■ Exercise objective ■
The lines to output run from the first line of the entries below through the line containing "Spot the sunlit palm"; copy them exactly and leave out pictures.

■ Study material ■
- Opening Delimiter -

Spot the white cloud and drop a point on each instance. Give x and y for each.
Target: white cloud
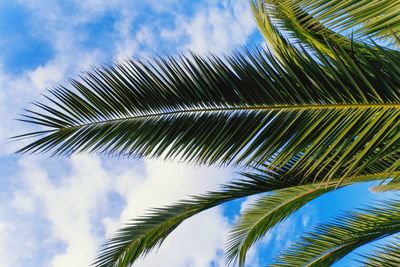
(74, 202)
(54, 216)
(218, 27)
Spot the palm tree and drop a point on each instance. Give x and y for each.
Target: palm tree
(313, 112)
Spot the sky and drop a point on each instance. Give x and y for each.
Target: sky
(58, 211)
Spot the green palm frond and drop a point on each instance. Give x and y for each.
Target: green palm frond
(267, 212)
(284, 17)
(365, 18)
(341, 117)
(387, 255)
(144, 234)
(330, 242)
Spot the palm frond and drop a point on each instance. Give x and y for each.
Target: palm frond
(286, 18)
(267, 212)
(387, 254)
(341, 117)
(142, 235)
(365, 18)
(328, 243)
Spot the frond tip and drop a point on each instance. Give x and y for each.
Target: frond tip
(330, 242)
(337, 117)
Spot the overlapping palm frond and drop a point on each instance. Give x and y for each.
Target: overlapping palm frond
(330, 242)
(144, 234)
(365, 18)
(329, 116)
(341, 116)
(387, 254)
(268, 211)
(286, 17)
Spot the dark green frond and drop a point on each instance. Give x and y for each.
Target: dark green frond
(387, 255)
(267, 212)
(330, 242)
(340, 117)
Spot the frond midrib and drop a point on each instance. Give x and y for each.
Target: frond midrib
(283, 108)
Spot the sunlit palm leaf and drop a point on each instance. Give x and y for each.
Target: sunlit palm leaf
(330, 242)
(267, 212)
(285, 17)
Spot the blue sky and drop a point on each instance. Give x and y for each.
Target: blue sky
(58, 211)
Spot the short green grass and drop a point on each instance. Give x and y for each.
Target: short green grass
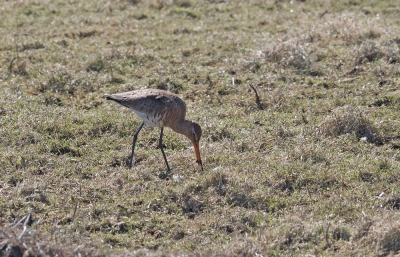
(314, 169)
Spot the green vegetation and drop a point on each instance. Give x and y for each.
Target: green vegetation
(312, 167)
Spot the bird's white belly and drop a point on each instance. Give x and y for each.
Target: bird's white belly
(150, 119)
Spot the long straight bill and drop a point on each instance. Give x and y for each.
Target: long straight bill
(197, 151)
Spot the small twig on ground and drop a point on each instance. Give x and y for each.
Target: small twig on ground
(257, 98)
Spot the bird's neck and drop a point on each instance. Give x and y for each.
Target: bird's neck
(183, 127)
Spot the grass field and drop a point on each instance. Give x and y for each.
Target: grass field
(311, 169)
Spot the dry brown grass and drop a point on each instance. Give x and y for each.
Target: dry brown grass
(313, 172)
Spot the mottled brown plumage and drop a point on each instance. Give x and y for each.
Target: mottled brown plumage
(159, 108)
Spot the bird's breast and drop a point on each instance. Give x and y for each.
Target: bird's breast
(151, 119)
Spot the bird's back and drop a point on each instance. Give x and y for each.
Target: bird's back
(157, 108)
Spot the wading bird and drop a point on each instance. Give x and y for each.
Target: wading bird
(159, 108)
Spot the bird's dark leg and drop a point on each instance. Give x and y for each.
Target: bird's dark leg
(160, 145)
(134, 143)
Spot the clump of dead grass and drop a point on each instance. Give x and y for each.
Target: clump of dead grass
(349, 120)
(291, 53)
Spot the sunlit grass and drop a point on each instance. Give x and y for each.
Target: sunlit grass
(314, 171)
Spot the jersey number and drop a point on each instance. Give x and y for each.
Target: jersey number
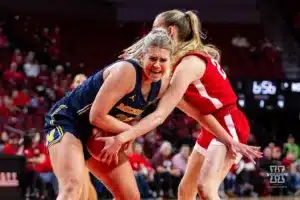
(220, 70)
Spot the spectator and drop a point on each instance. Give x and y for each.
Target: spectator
(13, 76)
(3, 39)
(3, 140)
(32, 69)
(20, 98)
(165, 173)
(240, 41)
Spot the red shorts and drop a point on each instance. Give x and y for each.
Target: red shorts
(235, 123)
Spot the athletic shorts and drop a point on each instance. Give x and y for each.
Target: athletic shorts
(60, 120)
(234, 122)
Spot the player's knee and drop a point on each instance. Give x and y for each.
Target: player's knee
(182, 189)
(71, 187)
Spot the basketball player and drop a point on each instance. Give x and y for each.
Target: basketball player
(89, 189)
(200, 81)
(107, 100)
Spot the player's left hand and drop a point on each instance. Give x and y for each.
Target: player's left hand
(110, 150)
(251, 152)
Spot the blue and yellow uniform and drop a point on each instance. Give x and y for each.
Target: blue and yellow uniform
(71, 113)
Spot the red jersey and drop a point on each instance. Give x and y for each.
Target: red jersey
(213, 91)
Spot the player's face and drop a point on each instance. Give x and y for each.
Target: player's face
(158, 24)
(78, 81)
(155, 62)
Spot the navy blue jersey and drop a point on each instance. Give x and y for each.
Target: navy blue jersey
(71, 113)
(129, 107)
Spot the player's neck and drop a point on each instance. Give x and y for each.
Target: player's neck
(146, 81)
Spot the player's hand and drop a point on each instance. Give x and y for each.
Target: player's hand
(251, 152)
(110, 150)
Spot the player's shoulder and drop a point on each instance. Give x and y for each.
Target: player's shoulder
(124, 67)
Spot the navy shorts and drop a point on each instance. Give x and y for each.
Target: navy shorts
(60, 120)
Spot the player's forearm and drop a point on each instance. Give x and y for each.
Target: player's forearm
(110, 124)
(144, 126)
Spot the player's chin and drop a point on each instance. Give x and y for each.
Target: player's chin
(155, 77)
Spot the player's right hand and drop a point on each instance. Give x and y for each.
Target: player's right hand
(110, 150)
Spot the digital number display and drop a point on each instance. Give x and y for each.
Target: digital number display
(281, 95)
(264, 87)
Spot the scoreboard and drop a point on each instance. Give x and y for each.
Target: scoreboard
(268, 94)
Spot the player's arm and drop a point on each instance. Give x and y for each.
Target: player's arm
(189, 70)
(209, 122)
(119, 82)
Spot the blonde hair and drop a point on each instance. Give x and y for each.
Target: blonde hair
(189, 33)
(156, 38)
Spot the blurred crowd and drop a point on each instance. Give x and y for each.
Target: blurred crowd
(30, 84)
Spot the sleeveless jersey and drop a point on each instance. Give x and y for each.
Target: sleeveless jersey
(213, 90)
(78, 102)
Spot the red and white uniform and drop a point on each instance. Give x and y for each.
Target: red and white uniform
(213, 94)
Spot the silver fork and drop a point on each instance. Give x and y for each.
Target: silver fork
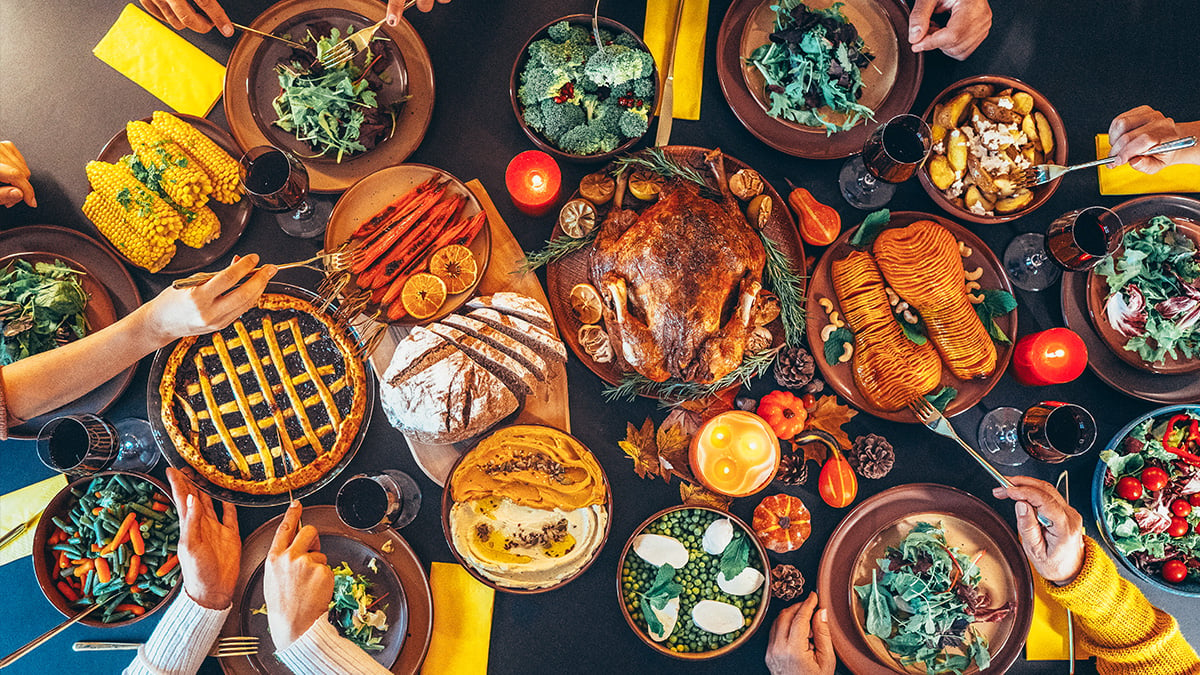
(1045, 173)
(936, 422)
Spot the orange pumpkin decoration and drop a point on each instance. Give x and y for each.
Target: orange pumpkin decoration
(781, 523)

- Closing Delimiter -

■ Reply ■
Spot the white cloud and drop a point on each instance. Give x and y for each.
Target: white cloud
(74, 202)
(54, 216)
(218, 27)
Spot the palm tree and drop a point on each instance. Give x and y for each.
Target: palm tree
(313, 112)
Spot the sky and drop a point on each instance. Give x and y for each.
Target: sky
(58, 211)
Spot the green palm frond and drop a point on each instance. Give x and y for each.
Target: green palm frond
(267, 212)
(284, 17)
(365, 18)
(341, 117)
(387, 255)
(144, 234)
(330, 242)
Spot the palm frond and drop a point on each instance. Give x and y for each.
Target: palm frond
(286, 18)
(267, 212)
(387, 254)
(341, 117)
(142, 235)
(365, 18)
(328, 243)
Spot the frond tip and drop a point on each instance. Give x and y for each.
Target: frond tip
(330, 242)
(337, 117)
Spot the overlapping palm frond and drop a point on each instance. Give x and y for each.
Target: overlapping palm frond
(330, 242)
(144, 234)
(365, 18)
(329, 116)
(341, 116)
(387, 254)
(268, 211)
(286, 17)
Spot the dark green frond and drop a point on each instance. Give x and y for each.
Target: dark green frond
(387, 255)
(267, 212)
(330, 242)
(340, 117)
Spot the frond midrib and drop a point on each instance. Give x and y for each.
Target: frond midrib
(283, 108)
Spot the sunlit palm leaf and drop a point on each instance. Give x and y for each.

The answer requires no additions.